» **Aim of the task**
Copy out every line of the listing below word for word, changing nothing.

» **Exercise input**
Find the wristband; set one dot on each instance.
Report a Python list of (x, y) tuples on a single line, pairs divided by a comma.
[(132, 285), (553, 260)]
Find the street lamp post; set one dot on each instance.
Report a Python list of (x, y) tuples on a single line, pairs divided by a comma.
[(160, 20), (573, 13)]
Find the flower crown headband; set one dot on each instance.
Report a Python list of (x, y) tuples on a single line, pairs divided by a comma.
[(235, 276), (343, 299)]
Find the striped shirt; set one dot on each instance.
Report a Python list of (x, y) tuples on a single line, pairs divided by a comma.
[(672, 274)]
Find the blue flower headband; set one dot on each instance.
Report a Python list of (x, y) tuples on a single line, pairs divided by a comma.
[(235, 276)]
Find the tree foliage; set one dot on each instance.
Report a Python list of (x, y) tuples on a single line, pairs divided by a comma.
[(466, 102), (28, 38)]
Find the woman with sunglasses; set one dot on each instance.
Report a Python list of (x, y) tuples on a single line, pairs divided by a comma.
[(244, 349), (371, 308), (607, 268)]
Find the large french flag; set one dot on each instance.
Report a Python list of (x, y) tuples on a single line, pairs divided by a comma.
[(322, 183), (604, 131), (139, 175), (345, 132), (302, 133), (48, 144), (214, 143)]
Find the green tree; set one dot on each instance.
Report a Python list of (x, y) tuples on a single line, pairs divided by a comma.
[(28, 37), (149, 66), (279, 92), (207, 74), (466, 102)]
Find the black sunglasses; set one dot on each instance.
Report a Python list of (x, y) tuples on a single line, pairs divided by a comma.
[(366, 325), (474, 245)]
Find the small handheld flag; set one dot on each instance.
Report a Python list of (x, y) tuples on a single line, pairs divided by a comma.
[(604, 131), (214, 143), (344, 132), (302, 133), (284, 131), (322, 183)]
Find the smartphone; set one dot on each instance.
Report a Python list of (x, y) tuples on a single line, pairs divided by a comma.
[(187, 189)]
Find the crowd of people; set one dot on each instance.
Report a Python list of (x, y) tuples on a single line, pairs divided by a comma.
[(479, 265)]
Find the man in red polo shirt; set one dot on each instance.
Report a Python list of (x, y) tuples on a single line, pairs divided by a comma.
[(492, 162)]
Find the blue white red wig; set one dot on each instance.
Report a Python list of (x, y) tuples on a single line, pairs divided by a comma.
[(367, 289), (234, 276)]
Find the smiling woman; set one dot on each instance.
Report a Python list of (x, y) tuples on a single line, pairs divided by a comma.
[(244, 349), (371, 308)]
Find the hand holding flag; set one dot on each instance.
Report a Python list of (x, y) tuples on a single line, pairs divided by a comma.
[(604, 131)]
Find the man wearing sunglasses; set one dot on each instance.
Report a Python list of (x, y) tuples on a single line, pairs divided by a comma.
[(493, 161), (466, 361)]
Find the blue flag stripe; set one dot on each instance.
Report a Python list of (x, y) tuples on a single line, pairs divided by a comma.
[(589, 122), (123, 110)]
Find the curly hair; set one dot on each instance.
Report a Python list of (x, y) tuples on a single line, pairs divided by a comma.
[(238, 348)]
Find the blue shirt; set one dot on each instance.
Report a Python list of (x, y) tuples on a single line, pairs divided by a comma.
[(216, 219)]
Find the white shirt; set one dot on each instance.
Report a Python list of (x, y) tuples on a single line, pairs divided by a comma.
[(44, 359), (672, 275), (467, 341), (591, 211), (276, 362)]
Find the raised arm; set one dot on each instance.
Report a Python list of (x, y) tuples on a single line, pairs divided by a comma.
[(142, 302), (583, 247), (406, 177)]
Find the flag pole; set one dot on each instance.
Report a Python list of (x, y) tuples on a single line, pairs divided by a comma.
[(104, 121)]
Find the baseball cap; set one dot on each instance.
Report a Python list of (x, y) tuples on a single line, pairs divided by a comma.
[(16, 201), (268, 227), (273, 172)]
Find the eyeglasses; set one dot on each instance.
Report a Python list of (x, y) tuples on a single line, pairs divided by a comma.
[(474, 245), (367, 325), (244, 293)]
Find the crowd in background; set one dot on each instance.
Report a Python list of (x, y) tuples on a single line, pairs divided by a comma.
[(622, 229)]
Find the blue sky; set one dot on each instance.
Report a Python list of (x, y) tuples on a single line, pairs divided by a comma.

» **Final result**
Find the wristband; set one dot on each instance.
Report a Python list of (x, y) tuples on a single line, pairs divided by a comma.
[(132, 285), (553, 260)]
Find the street lamp post; set one dot on each instance.
Report a Python list of (x, y) tuples on a single line, pairs divided by a comma.
[(160, 20), (573, 13)]
Find the flower crown headband; set one dot on each instance.
Report a Python list of (x, y) tuples on a single line, pairs divided by a comma.
[(235, 276), (343, 299)]
Find the striped shirt; set one dot on each instance.
Report a Python list of (x, y) tuples on a single line, pairs divided by a comma.
[(672, 274)]
Find the blue flower headband; set one dot on each instance.
Report a Python list of (x, y) tuples on a single line, pairs divided by a comma.
[(235, 276)]
Find the tree foliage; set one dot on each instance.
Report a Python list of (x, y) tuples on a single line, pairs divided by a comma.
[(466, 102), (28, 38)]
Find the woman with sunglasses; set one dot on each instance.
Report a Python list of (x, y) tuples on a single line, pairs divided by a comma.
[(244, 349), (371, 308), (607, 268)]
Find the large french flag; set one dot on each instance.
Report a Python list of (x, y) tuples on a single line, pairs divided by a comma.
[(322, 183), (604, 131), (139, 175), (345, 132), (302, 133), (48, 144), (214, 143)]
Find the green tree; set one dot on each instance.
Report a Python list of (x, y) tuples on a single line, pairs divided by a comma.
[(28, 37), (149, 66), (279, 92), (207, 74), (466, 102)]
Find the black sunglasses; set one dot on each instance.
Report a Python list of (x, y) tuples on a single line, pairs divided by a comma.
[(366, 325), (474, 245)]
Find the small handheld flag; set one dot on each instance.
Report a Python list of (x, y) tuples on a single line, pairs divided by a comma.
[(604, 131), (214, 143), (344, 132), (302, 133), (284, 131), (322, 183)]
Find the smartphone; set one dot on each instance.
Report a Python list of (x, y) tuples on a single line, pairs divided by a comma.
[(187, 189)]
Find the crowd of people; set one dot on each instance.
Report a Python list of (x, y) tuples on a single line, pairs divided by a comma.
[(479, 265)]
Find the man in red polo shirt; set one dot on each instance.
Report a Python list of (x, y) tuples on a single line, pairs divided by a comma.
[(492, 162)]
Find the blue white red wig; set one dot on each instance.
Report a Python list of (x, y) tuples on a single line, pairs divided by a comma.
[(367, 289), (234, 276)]
Find the smiling woman; set one dot on each instance.
Report a Python list of (x, y) tuples on a single line, pairs divided by a comma.
[(244, 349), (371, 308)]
Find the hand holding flag; set one dot on each instance.
Report a Python list of (x, y) tuples on a single line, pairs divided by a comma.
[(604, 131)]
Find the man wearing sunglasses; set one dot on each instance.
Report a Python list of (x, y) tuples on a single line, pairs divided by a comma.
[(493, 161), (466, 361)]
Find the blue flag stripe; set one dot on each instance.
Report a Python list of (x, y) tuples on a single line, pairs divided by a comma.
[(589, 122), (123, 110)]
Find the curly hair; set one dot on each instance.
Report a Python list of (x, y) tuples on a single line, pairs divided by a comma.
[(238, 348)]
Find the blue shirt; set one dot on each instance.
Report a Python list of (x, y) tuples on a single line, pairs divided by a comma.
[(216, 219)]
Find the white shirt; set one dot on each instance.
Report a Python list of (x, y) tuples on a single line, pairs divided by a comma.
[(44, 359), (672, 275), (467, 341), (591, 211), (276, 362)]
Find the raised arm; set one dot on each instance.
Report a Python list of (x, y) tuples on a single line, pairs divided by a comma.
[(142, 302), (583, 247), (406, 177)]
Find the flag pole; set one dot on each instance.
Report a Python list of (x, y) tuples on a single line, pairs divided by a comma.
[(104, 121)]
Find the baseball cap; set one dot on each instance.
Report a Python list of (x, y) tuples on a single line, pairs divided by a comma.
[(16, 201), (268, 227), (273, 172)]
Find the eyeglasses; set one dot on each instance.
Report a Python list of (x, y) tuples on a single line, pairs divided by a comma.
[(474, 245), (367, 325), (244, 293)]
Find the crowd in background; set one dot on each instance.
Report a Python list of (x, y) tuples on a single line, pairs divided by a comma.
[(622, 229)]
Find the blue sky; set one dot on each instance.
Report a Python list of (x, y) tuples on a single line, pairs divided by a comma.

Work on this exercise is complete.